----- Podany tekst -----

Człowiek i mysz, czyli "Kwiaty dla Algernona"


Jeśli jest jakiś zakątek literatury (i filmu), co do którego mam największe zaległości, to z pewnością będzie to klasyka science-fiction. O ile w filmie udało mi się ostatnimi laty wypełnić parę luk w wykształceniu i obejrzeć "Obcego", "Blade Runnera" i parę innych kultowych dzieł, o tyle w literaturze idzie opornie, a i lista rzeczy do nadrobienia znacznie szybciej się zwiększa. Postanowiłam zmienić ten stan rzeczy, kiedy na Warszawskich Targach Książki skusiłam się na piękne wydania Wydawnictwa Rebis z serii "Wehikuł czasu". Na pierwszy ogień poszły "Kwiaty dla Algernona" Daniela Keyesa.


Po przeczytaniu książki miałam żal do samej siebie, że nie przeczytałam jej znacznie wcześniej, bo z całą pewnością trafiłaby w moją wrażliwość z czasów studenckich, kiedy zachwycałam się właśnie takim książkami eksperymentującymi z narracją czy językiem, by oddać czyjś szczególny sposób myślenia ("Forrest Gump", "Wściekłość i wrzask", "Mechaniczna pomarańcza"). Powieść Daniela Keyesa wciągnęła mnie jednak znacznie bardziej niż wszystkie powyższe, a zaznaczę jeszcze raz, że nie jestem fanką science-fiction i kompletnie nie przyswajam książek w formie pamiętników.

Fabuła jest bardzo prosta - trzydziestodwuletni Charlie Gordon, pracownik piekarni, duże dziecko o ilorazie inteligencji sześćdziesiąt osiem, zostaje poddany eksperymentowi, mającemu zwiększyć jego zdolności umysłowe. Wcześniej takiej samej operacji została z sukcesem poddana laboratoryjna mysz - Algernon. Po zabiegu naukowcy triumfalnie ogłaszają sukces. Czy jednak na pewno eksperyment się powiódł? Możemy się domyślić, że jednak nie wszystko pójdzie zgodnie z planem...

Powieść jest krótka, co być może dziwnie brzmi jako zaleta w ustach kogoś, kto czytać lubi, ale...  Czyta się ją właściwie jednym tchem, co jest, nie powiem, oddechem po dzisiejszych trendach wydawniczych, które nakazują ubranie swojej historii w minimum sześćset stron i najlepiej wielotomową sagę. Dzięki temu sprawia wrażenie, że wszystko jest w niej przemyślane, nie ma żadnego zbędnego rozdziału.

----- Przekazane dane -----

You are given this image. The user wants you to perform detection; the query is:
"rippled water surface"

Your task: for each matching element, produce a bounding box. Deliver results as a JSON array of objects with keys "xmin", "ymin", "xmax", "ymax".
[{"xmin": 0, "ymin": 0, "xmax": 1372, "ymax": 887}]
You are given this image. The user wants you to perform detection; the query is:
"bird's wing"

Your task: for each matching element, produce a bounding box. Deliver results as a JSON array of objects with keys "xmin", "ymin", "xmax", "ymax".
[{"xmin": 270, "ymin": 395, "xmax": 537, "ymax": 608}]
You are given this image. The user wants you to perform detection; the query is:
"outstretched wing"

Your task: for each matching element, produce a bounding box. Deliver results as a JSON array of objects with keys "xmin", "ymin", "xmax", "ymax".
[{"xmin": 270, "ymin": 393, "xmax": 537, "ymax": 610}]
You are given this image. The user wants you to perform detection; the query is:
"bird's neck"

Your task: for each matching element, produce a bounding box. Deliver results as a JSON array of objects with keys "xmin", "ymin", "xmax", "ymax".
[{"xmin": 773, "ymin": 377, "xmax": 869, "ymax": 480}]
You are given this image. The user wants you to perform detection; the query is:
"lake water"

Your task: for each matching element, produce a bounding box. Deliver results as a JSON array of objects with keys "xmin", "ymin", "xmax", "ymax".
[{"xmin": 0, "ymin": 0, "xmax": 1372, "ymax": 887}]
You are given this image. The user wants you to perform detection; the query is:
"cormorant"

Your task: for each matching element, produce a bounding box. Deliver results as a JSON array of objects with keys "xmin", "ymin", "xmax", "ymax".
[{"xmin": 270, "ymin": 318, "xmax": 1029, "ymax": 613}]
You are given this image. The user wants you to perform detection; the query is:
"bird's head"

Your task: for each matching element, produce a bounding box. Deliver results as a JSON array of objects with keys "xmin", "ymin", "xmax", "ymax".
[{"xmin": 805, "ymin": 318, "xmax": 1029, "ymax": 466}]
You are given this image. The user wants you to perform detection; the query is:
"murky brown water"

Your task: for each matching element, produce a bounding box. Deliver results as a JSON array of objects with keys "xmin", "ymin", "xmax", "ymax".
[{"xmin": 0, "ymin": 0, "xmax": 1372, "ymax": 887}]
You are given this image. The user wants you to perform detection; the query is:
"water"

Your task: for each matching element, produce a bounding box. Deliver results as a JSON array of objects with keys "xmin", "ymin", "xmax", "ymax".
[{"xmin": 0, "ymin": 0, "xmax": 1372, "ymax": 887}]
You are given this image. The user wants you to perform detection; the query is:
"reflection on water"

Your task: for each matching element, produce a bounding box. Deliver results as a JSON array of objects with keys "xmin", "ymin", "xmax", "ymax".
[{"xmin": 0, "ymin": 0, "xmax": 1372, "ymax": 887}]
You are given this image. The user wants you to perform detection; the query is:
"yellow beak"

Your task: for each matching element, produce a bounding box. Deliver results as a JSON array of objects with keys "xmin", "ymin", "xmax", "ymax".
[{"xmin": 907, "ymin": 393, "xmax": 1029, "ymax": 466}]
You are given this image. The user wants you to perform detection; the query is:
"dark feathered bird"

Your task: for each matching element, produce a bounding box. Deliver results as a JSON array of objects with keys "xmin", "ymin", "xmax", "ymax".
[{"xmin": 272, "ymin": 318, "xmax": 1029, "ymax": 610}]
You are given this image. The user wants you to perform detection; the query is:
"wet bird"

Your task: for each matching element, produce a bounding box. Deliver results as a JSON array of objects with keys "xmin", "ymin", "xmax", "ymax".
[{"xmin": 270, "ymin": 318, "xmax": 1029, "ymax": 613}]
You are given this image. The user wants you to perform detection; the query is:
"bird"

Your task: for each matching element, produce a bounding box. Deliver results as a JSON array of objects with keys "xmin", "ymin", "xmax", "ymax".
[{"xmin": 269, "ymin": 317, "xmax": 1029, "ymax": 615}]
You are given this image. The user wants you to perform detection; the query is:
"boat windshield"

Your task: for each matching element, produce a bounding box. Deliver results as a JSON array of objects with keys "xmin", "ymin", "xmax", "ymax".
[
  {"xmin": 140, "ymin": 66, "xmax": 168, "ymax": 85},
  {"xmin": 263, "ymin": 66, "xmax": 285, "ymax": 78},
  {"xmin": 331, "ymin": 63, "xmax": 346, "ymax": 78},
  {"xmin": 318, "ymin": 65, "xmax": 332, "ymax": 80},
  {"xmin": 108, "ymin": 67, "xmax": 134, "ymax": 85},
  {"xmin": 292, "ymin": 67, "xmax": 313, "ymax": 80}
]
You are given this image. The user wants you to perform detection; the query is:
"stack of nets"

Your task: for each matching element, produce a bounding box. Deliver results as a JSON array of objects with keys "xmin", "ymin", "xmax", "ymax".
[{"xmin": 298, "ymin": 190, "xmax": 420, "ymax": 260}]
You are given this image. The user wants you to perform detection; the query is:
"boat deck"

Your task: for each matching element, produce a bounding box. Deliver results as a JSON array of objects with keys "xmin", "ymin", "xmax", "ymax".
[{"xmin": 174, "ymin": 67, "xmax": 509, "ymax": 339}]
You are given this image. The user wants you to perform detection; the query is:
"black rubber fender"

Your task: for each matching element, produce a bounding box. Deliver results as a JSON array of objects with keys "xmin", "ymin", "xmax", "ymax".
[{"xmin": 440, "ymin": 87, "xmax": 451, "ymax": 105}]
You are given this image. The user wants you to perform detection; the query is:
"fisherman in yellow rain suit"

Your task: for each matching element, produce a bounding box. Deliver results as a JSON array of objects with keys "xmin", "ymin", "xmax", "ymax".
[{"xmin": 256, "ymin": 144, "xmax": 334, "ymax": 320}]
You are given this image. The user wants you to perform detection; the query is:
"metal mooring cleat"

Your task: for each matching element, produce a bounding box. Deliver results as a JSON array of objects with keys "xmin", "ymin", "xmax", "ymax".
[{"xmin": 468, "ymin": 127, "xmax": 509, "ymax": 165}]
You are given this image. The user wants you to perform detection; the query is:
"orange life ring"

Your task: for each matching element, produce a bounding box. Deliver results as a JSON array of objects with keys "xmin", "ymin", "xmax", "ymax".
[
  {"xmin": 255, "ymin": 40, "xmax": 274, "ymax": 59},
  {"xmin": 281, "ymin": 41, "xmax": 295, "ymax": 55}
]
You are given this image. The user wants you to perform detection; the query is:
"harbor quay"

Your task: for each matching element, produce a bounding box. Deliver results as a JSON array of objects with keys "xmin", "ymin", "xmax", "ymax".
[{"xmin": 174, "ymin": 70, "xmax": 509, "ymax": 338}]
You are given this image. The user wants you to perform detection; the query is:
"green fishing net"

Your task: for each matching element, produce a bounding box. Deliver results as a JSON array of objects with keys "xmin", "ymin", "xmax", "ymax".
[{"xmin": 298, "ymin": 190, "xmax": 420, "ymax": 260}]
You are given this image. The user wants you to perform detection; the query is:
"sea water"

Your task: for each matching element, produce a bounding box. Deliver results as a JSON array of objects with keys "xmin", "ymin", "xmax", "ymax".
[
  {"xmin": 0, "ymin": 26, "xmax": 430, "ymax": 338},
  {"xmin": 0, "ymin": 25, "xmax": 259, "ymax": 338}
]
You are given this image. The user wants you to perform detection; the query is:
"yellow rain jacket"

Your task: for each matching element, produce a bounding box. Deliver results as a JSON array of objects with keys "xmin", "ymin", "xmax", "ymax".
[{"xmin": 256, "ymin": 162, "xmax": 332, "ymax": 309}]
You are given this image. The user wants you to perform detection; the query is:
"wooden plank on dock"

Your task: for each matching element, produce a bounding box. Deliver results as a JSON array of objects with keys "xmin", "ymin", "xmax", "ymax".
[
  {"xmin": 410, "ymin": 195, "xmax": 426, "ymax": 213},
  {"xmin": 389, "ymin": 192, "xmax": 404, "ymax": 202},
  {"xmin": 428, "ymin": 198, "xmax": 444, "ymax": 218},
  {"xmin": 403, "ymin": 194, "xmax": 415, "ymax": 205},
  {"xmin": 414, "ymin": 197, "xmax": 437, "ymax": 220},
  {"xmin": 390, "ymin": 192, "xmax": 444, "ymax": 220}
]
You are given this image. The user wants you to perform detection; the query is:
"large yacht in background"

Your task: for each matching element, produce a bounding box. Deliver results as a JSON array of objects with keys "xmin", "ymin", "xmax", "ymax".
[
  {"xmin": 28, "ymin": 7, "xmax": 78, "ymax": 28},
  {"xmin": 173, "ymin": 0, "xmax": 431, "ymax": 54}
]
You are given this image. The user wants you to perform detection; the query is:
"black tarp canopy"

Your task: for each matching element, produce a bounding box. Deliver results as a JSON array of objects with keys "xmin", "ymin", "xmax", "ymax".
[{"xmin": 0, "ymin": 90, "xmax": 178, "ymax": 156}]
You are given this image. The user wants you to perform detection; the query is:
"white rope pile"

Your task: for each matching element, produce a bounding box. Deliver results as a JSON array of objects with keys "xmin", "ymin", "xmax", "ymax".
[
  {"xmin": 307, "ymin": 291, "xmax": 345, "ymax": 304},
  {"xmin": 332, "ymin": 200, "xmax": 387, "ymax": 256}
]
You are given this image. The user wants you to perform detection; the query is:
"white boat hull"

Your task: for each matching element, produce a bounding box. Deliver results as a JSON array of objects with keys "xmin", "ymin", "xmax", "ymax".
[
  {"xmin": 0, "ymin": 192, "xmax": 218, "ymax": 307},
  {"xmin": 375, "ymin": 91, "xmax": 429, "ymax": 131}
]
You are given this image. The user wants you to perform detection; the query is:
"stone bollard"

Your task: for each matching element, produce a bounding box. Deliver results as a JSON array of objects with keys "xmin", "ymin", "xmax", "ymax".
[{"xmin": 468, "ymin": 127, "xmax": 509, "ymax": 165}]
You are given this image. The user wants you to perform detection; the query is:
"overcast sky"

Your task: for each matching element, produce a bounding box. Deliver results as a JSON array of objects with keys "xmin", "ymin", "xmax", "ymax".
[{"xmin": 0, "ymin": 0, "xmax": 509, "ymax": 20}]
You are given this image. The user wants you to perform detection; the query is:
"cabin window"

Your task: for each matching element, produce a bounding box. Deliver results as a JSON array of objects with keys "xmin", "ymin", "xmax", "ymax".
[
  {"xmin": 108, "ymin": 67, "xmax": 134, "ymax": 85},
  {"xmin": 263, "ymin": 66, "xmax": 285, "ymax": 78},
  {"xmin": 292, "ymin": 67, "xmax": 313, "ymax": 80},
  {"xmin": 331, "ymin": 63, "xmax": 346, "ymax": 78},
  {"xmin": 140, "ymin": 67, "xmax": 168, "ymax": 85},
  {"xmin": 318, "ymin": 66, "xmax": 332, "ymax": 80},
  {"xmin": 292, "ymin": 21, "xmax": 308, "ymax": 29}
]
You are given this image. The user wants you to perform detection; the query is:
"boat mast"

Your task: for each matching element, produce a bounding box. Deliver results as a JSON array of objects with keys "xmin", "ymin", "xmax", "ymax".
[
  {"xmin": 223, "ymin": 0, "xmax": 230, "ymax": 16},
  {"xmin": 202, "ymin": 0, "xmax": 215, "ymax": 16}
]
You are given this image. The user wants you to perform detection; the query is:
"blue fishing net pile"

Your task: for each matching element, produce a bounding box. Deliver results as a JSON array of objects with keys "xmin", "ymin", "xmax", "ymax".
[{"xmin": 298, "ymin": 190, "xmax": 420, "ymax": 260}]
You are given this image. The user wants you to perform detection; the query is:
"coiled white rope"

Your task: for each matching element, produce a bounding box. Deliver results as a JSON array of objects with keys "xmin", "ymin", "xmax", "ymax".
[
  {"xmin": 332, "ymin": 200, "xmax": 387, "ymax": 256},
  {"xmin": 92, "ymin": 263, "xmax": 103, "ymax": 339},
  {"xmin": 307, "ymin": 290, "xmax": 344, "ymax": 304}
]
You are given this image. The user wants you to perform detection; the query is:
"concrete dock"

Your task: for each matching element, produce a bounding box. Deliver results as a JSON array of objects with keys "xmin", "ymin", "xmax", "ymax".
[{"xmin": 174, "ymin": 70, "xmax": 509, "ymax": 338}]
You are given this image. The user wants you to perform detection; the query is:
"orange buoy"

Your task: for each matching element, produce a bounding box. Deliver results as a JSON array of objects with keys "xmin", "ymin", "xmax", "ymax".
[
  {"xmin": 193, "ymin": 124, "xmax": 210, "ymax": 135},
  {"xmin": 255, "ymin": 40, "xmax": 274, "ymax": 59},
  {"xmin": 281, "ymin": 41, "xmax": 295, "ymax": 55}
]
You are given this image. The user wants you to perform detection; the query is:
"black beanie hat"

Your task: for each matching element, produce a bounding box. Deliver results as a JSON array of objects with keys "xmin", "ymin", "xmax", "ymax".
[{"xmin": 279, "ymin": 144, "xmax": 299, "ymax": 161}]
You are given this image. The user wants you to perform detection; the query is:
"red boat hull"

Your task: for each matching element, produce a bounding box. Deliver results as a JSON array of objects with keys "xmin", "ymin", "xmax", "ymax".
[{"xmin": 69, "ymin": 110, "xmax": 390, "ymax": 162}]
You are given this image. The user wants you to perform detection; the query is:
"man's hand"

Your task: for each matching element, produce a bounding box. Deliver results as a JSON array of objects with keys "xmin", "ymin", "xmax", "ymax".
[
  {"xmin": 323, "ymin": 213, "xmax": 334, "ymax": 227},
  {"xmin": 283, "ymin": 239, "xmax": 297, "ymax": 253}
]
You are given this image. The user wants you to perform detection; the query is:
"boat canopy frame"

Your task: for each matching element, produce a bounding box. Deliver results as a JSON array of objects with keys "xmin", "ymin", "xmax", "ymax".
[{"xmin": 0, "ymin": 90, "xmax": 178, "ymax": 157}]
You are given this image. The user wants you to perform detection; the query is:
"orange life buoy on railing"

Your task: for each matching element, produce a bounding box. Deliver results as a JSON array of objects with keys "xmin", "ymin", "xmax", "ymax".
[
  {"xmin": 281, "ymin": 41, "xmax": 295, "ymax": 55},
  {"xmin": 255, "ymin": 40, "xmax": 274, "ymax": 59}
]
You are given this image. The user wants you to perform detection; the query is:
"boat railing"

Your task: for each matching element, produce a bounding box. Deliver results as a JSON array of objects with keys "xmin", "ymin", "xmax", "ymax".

-----

Do wykonania -
a - Jaki iloraz inteligencji ma Charlie Gordon według tekstu o „Kwiatach dla Algernona”?
b - Dopisz dalszy ciąg tekstu o „Kwiatach dla Algernona”, zaczynając zaraz po jego ostatnim zdaniu.

Lista odpowiedzi -
a - Sześćdziesiąt osiem.

b -
To, co zachwyca, to precyzyjna warstwa językowa powieści, o co dodatkowo zadbał tłumacz, Krzysztof Sokołowski. Dosłownie na naszych oczach następuje ewolucja Charliego z kogoś, kto ledwo jest w stanie połączyć litery, w geniusza o możliwościach niedostępnych dla przeciętnego człowieka. Najpierw ze zdania na zdanie poprawia się ortografia, gramatyka i interpunkcja. Potem na naszych oczach poprawiają się jego zdolności poznawcze, zaczyna łączyć fakty, precyzować własne myśli, rozumieć symbole. Słownictwo staje się coraz bardziej skomplikowane, pojawia się próba autoanalizy, myślenie abstrakcyjne, metafory. Śledzimy też jego rywalizację z Algernonem - laboratoryjną myszą, która początkowo wygrywa z nim we wszystkich zadaniach logicznych i dzięki której obserwujemy jego rosnące możliwości.

Równocześnie Charlie - zbliżając się do geniuszu - oddala się od zwykłych ludzi i staje coraz bardziej samotny. Ale czy kiedyś było inaczej, czy po prostu nie umiał tego dostrzec? I czy to rzeczywiście wina inteligencji i wiedzy, która odstrasza jego dawnych "przyjaciół", czy raczej samego Charliego, który nie umie nawiązywać relacji, wyłączając więź z Algernonem? W końcu jego rosnący współczynnik inteligencji nie idzie wcale w parze z umiejętnościami społecznymi czy tzw. inteligencją emocjonalną. A na domiar złego z podświadomości Charliego wypływają obrazy z dzieciństwa - trudne relacje rodzinne z ojcem, matką i siostrą. Co się z nimi stało?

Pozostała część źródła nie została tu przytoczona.